* _TASK STATEMENT_: Without any change, set down every record below.

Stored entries
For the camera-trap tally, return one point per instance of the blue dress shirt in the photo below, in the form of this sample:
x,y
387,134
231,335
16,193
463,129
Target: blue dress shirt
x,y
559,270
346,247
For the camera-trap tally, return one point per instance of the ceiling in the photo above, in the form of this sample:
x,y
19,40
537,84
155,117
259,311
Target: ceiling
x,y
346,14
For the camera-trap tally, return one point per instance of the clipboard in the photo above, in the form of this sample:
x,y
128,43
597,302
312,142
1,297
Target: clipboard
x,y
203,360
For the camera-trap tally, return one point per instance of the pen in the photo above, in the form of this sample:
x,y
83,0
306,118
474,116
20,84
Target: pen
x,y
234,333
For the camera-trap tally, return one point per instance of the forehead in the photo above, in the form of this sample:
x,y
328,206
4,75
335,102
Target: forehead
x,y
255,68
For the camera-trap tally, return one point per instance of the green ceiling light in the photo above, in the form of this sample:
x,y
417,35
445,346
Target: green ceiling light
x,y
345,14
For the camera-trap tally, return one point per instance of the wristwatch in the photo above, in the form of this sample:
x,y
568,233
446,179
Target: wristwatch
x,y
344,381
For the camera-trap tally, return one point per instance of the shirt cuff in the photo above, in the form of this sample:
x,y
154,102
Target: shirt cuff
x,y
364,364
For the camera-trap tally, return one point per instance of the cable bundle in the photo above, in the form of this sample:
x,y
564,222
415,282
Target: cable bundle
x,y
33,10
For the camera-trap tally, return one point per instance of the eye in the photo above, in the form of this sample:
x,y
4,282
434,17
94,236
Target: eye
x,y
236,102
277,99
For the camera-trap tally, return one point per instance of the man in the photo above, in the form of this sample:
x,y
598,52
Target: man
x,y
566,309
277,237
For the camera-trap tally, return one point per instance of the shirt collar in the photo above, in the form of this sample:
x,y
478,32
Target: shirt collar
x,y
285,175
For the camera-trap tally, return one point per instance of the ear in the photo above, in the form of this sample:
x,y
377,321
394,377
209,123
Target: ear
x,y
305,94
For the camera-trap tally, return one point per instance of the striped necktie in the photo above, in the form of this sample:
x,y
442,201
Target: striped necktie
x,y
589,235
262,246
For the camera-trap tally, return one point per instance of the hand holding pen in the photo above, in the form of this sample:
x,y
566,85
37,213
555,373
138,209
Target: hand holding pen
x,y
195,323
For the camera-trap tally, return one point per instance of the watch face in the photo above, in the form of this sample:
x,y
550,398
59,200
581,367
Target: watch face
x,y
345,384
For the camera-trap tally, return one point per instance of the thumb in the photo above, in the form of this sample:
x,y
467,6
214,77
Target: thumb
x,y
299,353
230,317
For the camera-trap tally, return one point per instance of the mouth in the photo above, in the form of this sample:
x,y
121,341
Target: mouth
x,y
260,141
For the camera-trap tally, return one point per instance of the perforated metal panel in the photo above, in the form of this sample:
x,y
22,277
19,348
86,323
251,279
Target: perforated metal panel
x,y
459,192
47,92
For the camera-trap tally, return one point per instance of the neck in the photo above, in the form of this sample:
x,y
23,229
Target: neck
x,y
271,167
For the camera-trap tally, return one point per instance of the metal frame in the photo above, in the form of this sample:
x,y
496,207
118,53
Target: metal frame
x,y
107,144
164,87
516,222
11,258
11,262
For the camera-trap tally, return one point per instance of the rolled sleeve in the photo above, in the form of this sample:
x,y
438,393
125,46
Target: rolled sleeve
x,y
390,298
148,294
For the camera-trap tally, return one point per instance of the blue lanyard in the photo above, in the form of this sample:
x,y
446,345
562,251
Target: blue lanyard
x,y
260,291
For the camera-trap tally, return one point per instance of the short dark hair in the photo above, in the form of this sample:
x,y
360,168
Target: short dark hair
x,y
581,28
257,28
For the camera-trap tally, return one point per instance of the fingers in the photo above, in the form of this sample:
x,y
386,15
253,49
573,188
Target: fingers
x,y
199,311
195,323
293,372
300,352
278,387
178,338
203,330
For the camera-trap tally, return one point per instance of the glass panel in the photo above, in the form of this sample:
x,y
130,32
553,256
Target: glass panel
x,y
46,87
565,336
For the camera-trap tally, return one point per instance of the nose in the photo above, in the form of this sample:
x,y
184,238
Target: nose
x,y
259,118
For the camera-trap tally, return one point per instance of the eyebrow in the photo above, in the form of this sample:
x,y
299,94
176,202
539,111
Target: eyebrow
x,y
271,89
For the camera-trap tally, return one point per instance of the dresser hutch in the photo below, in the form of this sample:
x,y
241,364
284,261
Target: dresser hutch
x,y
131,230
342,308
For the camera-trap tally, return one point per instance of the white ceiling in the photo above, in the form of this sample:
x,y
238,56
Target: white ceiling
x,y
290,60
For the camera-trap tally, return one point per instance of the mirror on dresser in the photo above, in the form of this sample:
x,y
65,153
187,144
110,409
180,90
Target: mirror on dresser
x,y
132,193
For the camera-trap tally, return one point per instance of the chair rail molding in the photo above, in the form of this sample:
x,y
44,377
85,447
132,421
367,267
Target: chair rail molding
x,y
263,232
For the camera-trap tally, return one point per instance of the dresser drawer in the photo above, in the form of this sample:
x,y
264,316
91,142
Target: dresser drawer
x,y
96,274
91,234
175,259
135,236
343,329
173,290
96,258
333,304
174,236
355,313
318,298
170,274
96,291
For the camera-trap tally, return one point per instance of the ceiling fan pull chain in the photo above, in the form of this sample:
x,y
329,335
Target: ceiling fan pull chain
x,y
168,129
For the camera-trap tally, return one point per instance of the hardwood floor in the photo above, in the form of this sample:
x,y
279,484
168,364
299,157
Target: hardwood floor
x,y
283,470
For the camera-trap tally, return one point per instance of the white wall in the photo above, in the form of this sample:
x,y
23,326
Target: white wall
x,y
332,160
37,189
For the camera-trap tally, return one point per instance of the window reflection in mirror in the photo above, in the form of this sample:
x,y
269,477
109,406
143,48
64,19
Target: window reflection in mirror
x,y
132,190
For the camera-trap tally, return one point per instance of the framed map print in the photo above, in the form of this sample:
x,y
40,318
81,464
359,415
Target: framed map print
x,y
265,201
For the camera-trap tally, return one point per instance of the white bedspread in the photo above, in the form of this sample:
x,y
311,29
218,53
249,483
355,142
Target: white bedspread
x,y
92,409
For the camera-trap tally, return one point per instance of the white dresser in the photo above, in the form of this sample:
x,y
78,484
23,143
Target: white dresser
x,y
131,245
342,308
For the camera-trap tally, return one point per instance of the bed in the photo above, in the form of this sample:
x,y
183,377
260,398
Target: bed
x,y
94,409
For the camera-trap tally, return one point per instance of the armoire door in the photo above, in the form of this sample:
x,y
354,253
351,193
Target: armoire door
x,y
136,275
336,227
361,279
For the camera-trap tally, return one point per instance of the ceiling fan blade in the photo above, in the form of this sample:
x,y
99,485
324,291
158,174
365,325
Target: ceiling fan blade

* _RESPONSE AREA_:
For the camera-trap tally, return one point per instance of the blue dress shirt in the photo below, in the form of this sample:
x,y
387,134
231,335
16,193
463,129
Target: blue dress shirt
x,y
559,270
346,247
For the camera-trap tally, return one point per instance of the ceiling in the photo above, in the form of this sample:
x,y
19,40
537,84
155,117
259,311
Target: ceiling
x,y
346,14
For the camera-trap tally, return one point per instance of the clipboard in the photo above, in the form of this sample:
x,y
128,43
597,302
312,142
1,297
Target: clipboard
x,y
203,360
For the camera-trap tally, return one point per instance of the pen in the photo above, in the form of this sample:
x,y
83,0
306,118
474,116
20,84
Target: pen
x,y
234,333
For the camera-trap tally, return one point per instance of the forehead in the photo above, in the form of this sample:
x,y
328,206
4,75
335,102
Target: forehead
x,y
255,68
For the camera-trap tally, return one point per instance of the green ceiling light in the photo above, in the form of this sample:
x,y
417,35
445,346
Target: green ceiling light
x,y
345,14
For the camera-trap tally, return one point per instance of the wristwatch in the photo above, in the form of this sample:
x,y
568,233
446,179
Target: wristwatch
x,y
344,381
For the camera-trap tally, return one point per instance of the shirt cuff in the photo above, in the form of this sample:
x,y
154,102
Target: shirt cuff
x,y
364,364
For the camera-trap tally, return one point per instance of the cable bundle in the photo above, in the form of this sample:
x,y
564,222
415,282
Target: cable bundle
x,y
33,10
For the camera-trap tally, return one point per instance of the eye in the photo above, in the form of this sample:
x,y
4,282
434,17
94,236
Target: eye
x,y
236,102
277,99
For the camera-trap tally, return one point per instance of the man in the photo above, in the form of this sample:
x,y
598,52
Target: man
x,y
566,309
277,237
For the camera-trap tally, return one point per instance of the shirt collar in the photo above, in the form of this sample:
x,y
478,32
Target: shirt collar
x,y
285,175
For the camera-trap tally, return one point per instance of the ear in the photo above, in the form of this sample:
x,y
377,321
394,377
209,123
Target: ear
x,y
305,94
For the camera-trap tally, return one point per instance of the striped necktie in the photo above, in the form of this sample:
x,y
442,201
Target: striped necktie
x,y
589,235
262,246
For the camera-trap tally, return one point per instance of the hand holding pen in the photo above, in the form of this sample:
x,y
566,85
37,213
555,373
138,209
Target: hand holding pen
x,y
195,323
For the camera-trap tally, return one point per instance of the watch face in the photo above, in the form of this sample:
x,y
550,398
59,200
581,367
Target: watch face
x,y
345,384
For the camera-trap tally, return one point per instance of the thumb in the photo above, in the form of this sample:
x,y
467,6
214,77
Target: thumb
x,y
299,353
230,317
For the camera-trap tally, return one point per instance of the mouth in the photo above, in the form of this sample:
x,y
121,341
Target: mouth
x,y
260,141
For the camera-trap tally, return one point per instance of the perforated metal panel in the photo above, in the form of this sample:
x,y
22,277
19,348
86,323
251,279
Target: perforated metal panel
x,y
459,192
47,92
For the camera-trap tally, return one point per instance of the neck in the photo above, in the form of this sample:
x,y
23,229
Target: neck
x,y
271,167
For the camera-trap tally, return one point per instance of the metal frame in the photo above, in the form of this sample:
x,y
496,207
118,53
Target: metal frame
x,y
107,144
164,87
516,222
11,258
11,262
For the camera-trap tally, return one point per instance of the rolled sleeve in the photo above, in the form of this sample:
x,y
438,393
125,46
Target: rolled sleeve
x,y
390,298
148,294
For the camera-trap tally, return one point per instance of the blue lanyard in the photo above, in the form of this sample:
x,y
446,345
562,251
Target: blue lanyard
x,y
260,291
For the camera-trap tally, return one point per instance of the short dark hair in the photo above, in the form of this sample:
x,y
360,168
Target: short dark hair
x,y
581,28
257,28
For the camera-trap tally, return one point per instance of the fingers in the photo above, in the form of this sample:
x,y
386,15
253,49
573,188
Target: fingers
x,y
199,311
195,323
293,372
300,352
278,387
178,338
203,330
For the camera-trap tally, return one point per instance of the glass panel in the photo above, in the form of this sample:
x,y
130,32
553,256
Target: glass panel
x,y
46,87
565,336
For the camera-trap tally, return one point per instance of the nose in the photo above, in the form of this sample:
x,y
184,238
Target: nose
x,y
259,118
For the camera-trap tally, return one point per instance of the eyebrow in the photo above, in the form of this sample:
x,y
299,94
176,202
539,111
Target: eyebrow
x,y
271,89
For the camera-trap tally, return one point per instance of the dresser hutch in the photo below, in the form of this sample:
x,y
241,364
284,261
Target: dresser hutch
x,y
131,230
342,308
For the camera-trap tally, return one point per instance of the white ceiling in the photo above, in the form of this sample:
x,y
238,56
Target: white ceiling
x,y
290,60
For the camera-trap tally, return one point per instance of the mirror on dresser in the photo above, in the form of this sample:
x,y
65,153
187,144
110,409
180,90
Target: mirror on dresser
x,y
132,193
For the camera-trap tally, return one point per instance of the chair rail molding in the photo above, in the form of this sample:
x,y
44,377
85,447
132,421
367,267
Target: chair rail molding
x,y
263,232
For the camera-trap tally, return one point per instance of the dresser drawer in the photo above, in the form of this sample:
x,y
264,316
91,142
Target: dresser drawer
x,y
96,274
91,234
175,259
135,236
343,329
173,290
96,258
333,304
174,236
355,313
318,298
170,274
96,291
For the camera-trap tally, return one point per instance of the ceiling fan pull chain in the photo above, in the form of this sample:
x,y
329,335
Target: ceiling fan pull chain
x,y
168,129
For the camera-trap tally, return one point per instance of the hardwood floor in the photo above, in the form of this sample:
x,y
279,484
168,364
299,157
Target: hardwood floor
x,y
283,470
For the camera-trap tally, return one point per instance of the white wall in the photo above, in the form of this sample:
x,y
23,326
Target: white wall
x,y
332,160
37,189
For the camera-trap tally, return one point per instance of the window reflection in mirror in the photo above, in the form of this sample:
x,y
269,477
109,406
143,48
64,19
Target: window reflection in mirror
x,y
132,190
For the camera-trap tally, return one point per instance of the framed map print in the photo above, in the form of this sample:
x,y
40,318
81,464
359,415
Target: framed map print
x,y
265,201
For the camera-trap tally, return one point per instance of the white bedspread in the photo above, in the form of this sample:
x,y
311,29
218,53
249,483
355,142
Target: white bedspread
x,y
92,409
For the camera-trap tally, return one point per instance of the white dresser in the photo above, in the form of this sample:
x,y
78,484
23,143
Target: white dresser
x,y
131,245
342,308
For the camera-trap tally, return one point per instance of the bed in the photo above, in the form of this sample:
x,y
183,377
260,398
Target: bed
x,y
94,409
For the camera-trap tally, return one point per instance of the armoire door in the photo above, in the form of this sample:
x,y
354,253
351,193
Target: armoire door
x,y
136,275
336,227
361,279
For the camera-trap tally, return one point per instance of the ceiling fan blade in the photo above, in the form of this sample:
x,y
99,485
324,291
158,174
365,325
Target: ceiling fan blade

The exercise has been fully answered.